(Beginning of DATASET)
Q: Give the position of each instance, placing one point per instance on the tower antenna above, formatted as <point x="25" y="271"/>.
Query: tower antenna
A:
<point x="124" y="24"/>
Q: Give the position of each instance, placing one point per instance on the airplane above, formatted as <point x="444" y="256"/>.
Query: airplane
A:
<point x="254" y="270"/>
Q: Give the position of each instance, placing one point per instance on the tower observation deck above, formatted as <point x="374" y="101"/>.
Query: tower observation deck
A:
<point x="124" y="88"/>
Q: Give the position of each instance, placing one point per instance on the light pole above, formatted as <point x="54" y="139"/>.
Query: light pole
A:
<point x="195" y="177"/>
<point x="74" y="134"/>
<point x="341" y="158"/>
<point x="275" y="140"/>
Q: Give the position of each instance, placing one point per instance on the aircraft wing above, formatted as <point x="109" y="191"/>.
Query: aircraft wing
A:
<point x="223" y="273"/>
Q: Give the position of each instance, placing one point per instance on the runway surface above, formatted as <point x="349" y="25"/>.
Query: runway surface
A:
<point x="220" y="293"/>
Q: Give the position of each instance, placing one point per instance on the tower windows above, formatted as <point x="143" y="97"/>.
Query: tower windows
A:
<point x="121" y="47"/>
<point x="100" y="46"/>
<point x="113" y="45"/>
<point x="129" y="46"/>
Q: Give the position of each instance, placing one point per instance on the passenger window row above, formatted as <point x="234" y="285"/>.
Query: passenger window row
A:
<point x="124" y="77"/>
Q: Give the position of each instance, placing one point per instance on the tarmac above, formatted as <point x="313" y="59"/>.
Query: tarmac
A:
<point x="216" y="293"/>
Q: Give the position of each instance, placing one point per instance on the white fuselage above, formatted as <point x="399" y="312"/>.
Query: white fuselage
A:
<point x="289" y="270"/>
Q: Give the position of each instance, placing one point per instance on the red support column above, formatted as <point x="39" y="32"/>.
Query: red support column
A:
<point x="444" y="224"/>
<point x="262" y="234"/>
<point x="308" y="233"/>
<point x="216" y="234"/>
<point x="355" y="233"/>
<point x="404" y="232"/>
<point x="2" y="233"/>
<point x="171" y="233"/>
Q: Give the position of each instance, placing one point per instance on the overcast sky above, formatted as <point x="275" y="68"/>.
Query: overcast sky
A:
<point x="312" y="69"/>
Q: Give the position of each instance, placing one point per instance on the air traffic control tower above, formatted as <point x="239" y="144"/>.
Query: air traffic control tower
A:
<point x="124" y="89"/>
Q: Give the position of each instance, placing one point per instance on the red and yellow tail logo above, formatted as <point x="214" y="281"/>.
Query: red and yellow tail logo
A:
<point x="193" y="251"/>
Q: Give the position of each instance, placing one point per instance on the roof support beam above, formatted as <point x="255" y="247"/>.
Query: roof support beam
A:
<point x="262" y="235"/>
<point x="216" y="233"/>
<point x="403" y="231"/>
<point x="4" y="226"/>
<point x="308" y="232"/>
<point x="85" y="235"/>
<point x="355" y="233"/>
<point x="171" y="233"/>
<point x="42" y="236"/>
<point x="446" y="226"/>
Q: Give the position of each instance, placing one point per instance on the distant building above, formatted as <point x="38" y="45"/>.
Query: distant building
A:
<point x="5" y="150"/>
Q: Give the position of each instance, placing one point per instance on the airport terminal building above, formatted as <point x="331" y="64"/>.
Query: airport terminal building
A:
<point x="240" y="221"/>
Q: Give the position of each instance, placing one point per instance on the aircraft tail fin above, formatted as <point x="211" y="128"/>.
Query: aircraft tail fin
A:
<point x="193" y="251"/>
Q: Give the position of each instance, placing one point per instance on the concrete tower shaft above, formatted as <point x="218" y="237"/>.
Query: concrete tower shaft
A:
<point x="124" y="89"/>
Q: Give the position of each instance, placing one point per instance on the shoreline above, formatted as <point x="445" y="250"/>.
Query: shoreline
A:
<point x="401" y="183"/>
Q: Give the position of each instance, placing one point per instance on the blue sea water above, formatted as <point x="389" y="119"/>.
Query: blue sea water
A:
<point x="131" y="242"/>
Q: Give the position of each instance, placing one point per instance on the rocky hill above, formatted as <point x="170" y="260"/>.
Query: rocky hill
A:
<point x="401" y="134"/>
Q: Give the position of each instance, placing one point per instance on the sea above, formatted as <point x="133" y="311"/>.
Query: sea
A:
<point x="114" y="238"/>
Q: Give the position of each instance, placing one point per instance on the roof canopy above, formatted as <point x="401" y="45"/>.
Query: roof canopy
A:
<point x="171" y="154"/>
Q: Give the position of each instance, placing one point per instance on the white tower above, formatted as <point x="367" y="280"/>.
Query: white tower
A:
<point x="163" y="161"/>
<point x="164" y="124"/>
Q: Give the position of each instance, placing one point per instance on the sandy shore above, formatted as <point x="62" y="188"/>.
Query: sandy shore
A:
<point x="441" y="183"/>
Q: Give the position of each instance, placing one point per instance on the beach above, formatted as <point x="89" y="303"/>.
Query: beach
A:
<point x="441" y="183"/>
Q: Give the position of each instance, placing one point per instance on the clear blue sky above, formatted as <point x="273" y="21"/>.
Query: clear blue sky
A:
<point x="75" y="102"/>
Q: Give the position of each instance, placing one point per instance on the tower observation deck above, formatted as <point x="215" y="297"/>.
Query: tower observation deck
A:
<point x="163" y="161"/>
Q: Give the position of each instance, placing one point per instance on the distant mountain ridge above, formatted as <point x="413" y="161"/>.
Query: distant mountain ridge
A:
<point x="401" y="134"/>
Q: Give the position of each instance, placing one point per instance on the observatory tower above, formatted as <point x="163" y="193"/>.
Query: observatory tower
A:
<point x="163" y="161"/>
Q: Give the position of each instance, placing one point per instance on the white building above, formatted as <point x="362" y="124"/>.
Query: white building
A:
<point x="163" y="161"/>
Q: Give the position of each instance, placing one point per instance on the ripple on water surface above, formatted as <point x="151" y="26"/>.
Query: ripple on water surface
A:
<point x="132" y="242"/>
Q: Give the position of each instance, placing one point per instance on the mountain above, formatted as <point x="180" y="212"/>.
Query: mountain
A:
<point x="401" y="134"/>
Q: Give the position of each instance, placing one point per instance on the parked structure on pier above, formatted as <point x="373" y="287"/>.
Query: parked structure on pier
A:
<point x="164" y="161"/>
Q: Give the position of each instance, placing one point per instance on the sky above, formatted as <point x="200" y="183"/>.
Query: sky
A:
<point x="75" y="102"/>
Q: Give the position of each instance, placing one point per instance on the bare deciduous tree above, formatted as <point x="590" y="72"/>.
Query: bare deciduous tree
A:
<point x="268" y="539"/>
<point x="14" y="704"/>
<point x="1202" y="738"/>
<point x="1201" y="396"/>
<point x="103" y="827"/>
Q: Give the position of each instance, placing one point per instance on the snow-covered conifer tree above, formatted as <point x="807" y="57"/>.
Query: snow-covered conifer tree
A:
(End of DATASET)
● EXERCISE INSTRUCTIONS
Write the data out once more. Keep every word the same.

● YOUR SOLUTION
Q: Give the position of each instance, placing one point per instance on the tower antenna above, formatted as <point x="25" y="271"/>.
Query: tower antenna
A:
<point x="124" y="24"/>
Q: Give the position of each instance, placing one point per instance on the airplane above, formatted as <point x="444" y="256"/>.
Query: airplane
A:
<point x="254" y="270"/>
Q: Give the position of each instance, placing one point per instance on the tower observation deck above, formatted as <point x="374" y="101"/>.
Query: tower observation deck
A:
<point x="124" y="88"/>
Q: Give the position of each instance, placing one point per instance on the light pole above, formatted as <point x="54" y="139"/>.
Query: light pole
A:
<point x="195" y="177"/>
<point x="74" y="134"/>
<point x="341" y="158"/>
<point x="275" y="140"/>
Q: Give the position of each instance, placing one point per instance on the aircraft wing above, formatted as <point x="109" y="191"/>.
Query: aircraft wing
A:
<point x="223" y="273"/>
Q: Give the position of each instance, placing one point per instance on the runway surface above, formatted as <point x="349" y="25"/>.
Query: runway surface
A:
<point x="220" y="293"/>
Q: Give the position of each instance, placing one point per instance on the tower windows above, formatted as <point x="143" y="97"/>.
Query: tower windows
A:
<point x="121" y="47"/>
<point x="100" y="46"/>
<point x="113" y="45"/>
<point x="129" y="46"/>
Q: Give the position of each instance, placing one point per instance on the passenger window row above, formatted as <point x="234" y="285"/>.
Query: passenger window row
A:
<point x="124" y="77"/>
Q: Give the position of each instance, placing one point per instance on the tarmac above, formatted as <point x="313" y="59"/>.
Query: tarmac
A:
<point x="216" y="293"/>
Q: Give the position of each instance, placing one point per instance on the white fuselage above, formatted as <point x="399" y="312"/>.
Query: white fuselage
A:
<point x="289" y="270"/>
Q: Give the position of each instance, placing one point per instance on the red support column above, formatted as <point x="39" y="32"/>.
Query: red support column
A:
<point x="444" y="224"/>
<point x="262" y="234"/>
<point x="308" y="233"/>
<point x="216" y="234"/>
<point x="355" y="233"/>
<point x="404" y="232"/>
<point x="2" y="233"/>
<point x="171" y="233"/>
Q: Give the position of each instance, placing one point per instance on the overcast sky above, formatted as <point x="275" y="68"/>.
Query: overcast sky
A:
<point x="312" y="69"/>
Q: Give the position of each instance, placing one point per instance on the air traffic control tower above, formatted as <point x="239" y="144"/>.
Query: air traffic control tower
A:
<point x="124" y="89"/>
Q: Give the position of each instance, placing one point per instance on the red and yellow tail logo above, formatted as <point x="214" y="281"/>.
Query: red and yellow tail logo
A:
<point x="193" y="251"/>
Q: Give the position of each instance, placing one point per instance on the roof support beam above, formatted as <point x="255" y="247"/>.
Query: roof support beam
A:
<point x="262" y="235"/>
<point x="216" y="233"/>
<point x="403" y="231"/>
<point x="4" y="226"/>
<point x="308" y="232"/>
<point x="85" y="235"/>
<point x="355" y="233"/>
<point x="171" y="233"/>
<point x="42" y="236"/>
<point x="446" y="226"/>
Q: Give the position of each instance, placing one point per instance on the distant building above, formatted as <point x="38" y="45"/>.
Query: distant building
A:
<point x="5" y="150"/>
Q: Give the position of each instance, placing one point per instance on the airport terminal building above, formatted as <point x="331" y="64"/>.
Query: airport terminal building
A:
<point x="240" y="221"/>
Q: Give the position of each instance, placing one point per instance on the aircraft tail fin above, formatted as <point x="211" y="128"/>.
Query: aircraft tail fin
A:
<point x="193" y="251"/>
Q: Give the position of each instance, placing one point per instance on the concrete tower shaft above, formatted as <point x="218" y="237"/>.
Query: concrete tower shaft
A:
<point x="124" y="89"/>
Q: Give the position of each instance, placing one point per instance on the shoreline above, formatted as <point x="445" y="250"/>.
Query: shoreline
A:
<point x="401" y="183"/>
Q: Give the position of each instance, placing one point per instance on the blue sea water above, formatted as <point x="389" y="119"/>.
Query: blue sea water
A:
<point x="131" y="242"/>
Q: Give the position of each instance, placing one point per instance on the rocky hill above, formatted as <point x="170" y="260"/>.
Query: rocky hill
A:
<point x="401" y="134"/>
Q: Give the position of each instance, placing one point per instance on the sea above, formatted as <point x="133" y="311"/>.
Query: sea
A:
<point x="114" y="238"/>
Q: Give the position of each instance, placing one point per instance on the roof canopy above, formatted as <point x="401" y="45"/>.
Query: roof canopy
A:
<point x="171" y="154"/>
Q: Give the position of each instance, placing one point per instance on the white tower above, formatted as <point x="367" y="280"/>.
Query: white tower
A:
<point x="163" y="161"/>
<point x="164" y="124"/>
Q: Give the position of each instance, placing one point per instance on the sandy shore above, formatted as <point x="62" y="188"/>.
Query: sandy shore
A:
<point x="441" y="183"/>
Q: Give the position of each instance, placing one point per instance on the beach above, formatted as <point x="89" y="303"/>.
Query: beach
A:
<point x="441" y="183"/>
Q: Give the position of each instance, placing one point per instance on the clear blue sky above, formatted as <point x="273" y="21"/>.
Query: clear blue sky
A:
<point x="75" y="102"/>
Q: Give the position of each instance, placing one point per instance on the tower observation deck above, formatted as <point x="215" y="297"/>.
Query: tower observation deck
A:
<point x="163" y="161"/>
Q: Give the position of each instance, placing one point per instance on the distant mountain ridge above, formatted as <point x="413" y="161"/>.
Query: distant mountain ridge
A:
<point x="401" y="134"/>
Q: Give the position of each instance, placing one point per instance on the observatory tower above, formatted as <point x="163" y="193"/>.
Query: observatory tower
A:
<point x="163" y="161"/>
Q: Give the position of each instance, placing one point per instance on the white building above, formatted as <point x="362" y="124"/>.
Query: white building
A:
<point x="163" y="161"/>
Q: Give the position of each instance, placing one point per instance on the ripple on water surface above, formatted as <point x="151" y="26"/>.
Query: ripple on water surface
A:
<point x="132" y="242"/>
Q: Give the position of each instance, placing one point per instance on the mountain above, formatted as <point x="180" y="212"/>.
Query: mountain
A:
<point x="401" y="134"/>
Q: Give the position of each instance, placing one point per instance on the parked structure on pier above, formatted as <point x="373" y="287"/>.
Query: parked structure on pier
A:
<point x="164" y="161"/>
Q: Give the position of each instance, placing one point per instance on the sky above, formatted as <point x="200" y="183"/>.
Query: sky
A:
<point x="75" y="102"/>
Q: Give the position of each instance, placing one point per instance on the bare deciduous tree above, formatted as <point x="590" y="72"/>.
Query: bare deciduous tree
A:
<point x="268" y="539"/>
<point x="14" y="704"/>
<point x="1202" y="738"/>
<point x="1201" y="396"/>
<point x="103" y="827"/>
Q: Give the position of each instance, placing one point per instance on the snow-covered conifer tree above, formatted as <point x="807" y="57"/>.
Query: snow-covered conifer tree
A:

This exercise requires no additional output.